Written request:
Copy the data verbatim, from the line containing "on the blurred" through the end of the data, both ends included, and leave the pictures out of your copy.

Given data:
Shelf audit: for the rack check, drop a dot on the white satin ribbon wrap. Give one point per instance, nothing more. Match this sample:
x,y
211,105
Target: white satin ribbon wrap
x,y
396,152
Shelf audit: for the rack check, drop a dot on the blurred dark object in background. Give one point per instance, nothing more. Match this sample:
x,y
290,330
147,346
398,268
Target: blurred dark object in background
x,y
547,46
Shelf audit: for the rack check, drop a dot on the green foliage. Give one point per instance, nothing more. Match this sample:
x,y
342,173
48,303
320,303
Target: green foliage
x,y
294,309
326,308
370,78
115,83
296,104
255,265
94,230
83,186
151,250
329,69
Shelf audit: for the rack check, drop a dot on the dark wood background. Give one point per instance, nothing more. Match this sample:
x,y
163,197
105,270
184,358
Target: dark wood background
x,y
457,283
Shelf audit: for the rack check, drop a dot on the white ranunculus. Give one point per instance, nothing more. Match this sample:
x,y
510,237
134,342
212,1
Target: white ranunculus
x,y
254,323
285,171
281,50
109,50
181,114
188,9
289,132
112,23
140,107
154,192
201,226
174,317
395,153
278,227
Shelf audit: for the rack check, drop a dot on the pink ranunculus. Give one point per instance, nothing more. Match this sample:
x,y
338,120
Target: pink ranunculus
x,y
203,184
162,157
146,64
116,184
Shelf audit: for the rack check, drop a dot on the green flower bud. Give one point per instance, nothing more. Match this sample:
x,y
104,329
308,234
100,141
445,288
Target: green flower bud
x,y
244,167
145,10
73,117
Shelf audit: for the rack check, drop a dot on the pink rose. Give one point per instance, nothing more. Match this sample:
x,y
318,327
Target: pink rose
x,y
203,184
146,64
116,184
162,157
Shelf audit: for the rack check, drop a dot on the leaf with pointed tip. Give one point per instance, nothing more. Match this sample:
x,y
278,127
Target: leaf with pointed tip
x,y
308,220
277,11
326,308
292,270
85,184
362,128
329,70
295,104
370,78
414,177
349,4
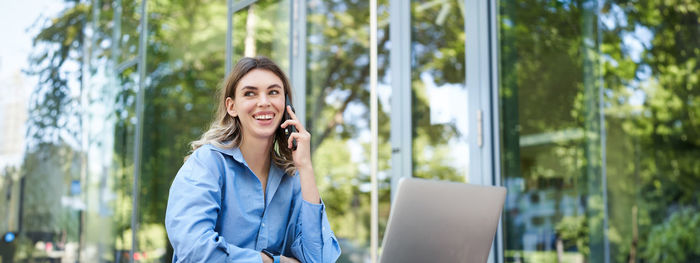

Answer to this task:
Shelf audit: for the rack check, drop a dot on the blurred dark object in background. Give one point per instance, nothing more. Match this sample:
x,y
290,330
147,346
398,268
Target: blurred dark object in background
x,y
547,46
Shelf audit: for the rack check, drop a dot on the green foliage. Give one point per instance, nothing more. Match this sample:
x,y
342,173
48,303
320,303
Target: green foliage
x,y
294,309
326,308
370,78
115,83
296,104
255,265
94,230
83,186
151,250
329,69
Shelf audit: for the rack check, drop a dot on the dark wood background. Give one point per instance, nothing more. Match this sample:
x,y
163,197
105,270
184,358
Target: dark wood background
x,y
457,283
Shelf audit: for the rack check, drop a dot on the white ranunculus. Give one point per instance, nothing more. Match this sample:
x,y
510,237
134,342
212,1
Target: white ranunculus
x,y
254,323
285,171
281,50
109,50
181,114
188,9
289,132
112,23
140,107
154,192
201,226
174,317
395,153
278,227
Shelf audit: for the rack check, drop a dot on the pink ranunculus. Give one point per instance, nothing more. Match this sample:
x,y
338,120
Target: pink ranunculus
x,y
203,184
162,157
146,64
116,184
Shelf audit: for the rack check, drop a dot on the green flower bud. Give one point per instance, nothing more. Match this sample:
x,y
104,329
308,234
100,141
445,288
Target: green flower bud
x,y
244,167
145,10
73,117
Shelf audit: for the rack check, drop a dot on the pink rose. Give one point per instance, nothing more. Match this sample:
x,y
318,327
Target: pink rose
x,y
203,184
146,64
116,184
162,157
Shelf audit: for the rack check, drop a dot on the leaf with pointed tip. Give one point per instance, nothing more. Match this sample:
x,y
278,127
Target: leaf with pointed tip
x,y
308,220
277,11
326,308
292,270
85,184
362,128
329,70
295,104
370,78
414,177
349,4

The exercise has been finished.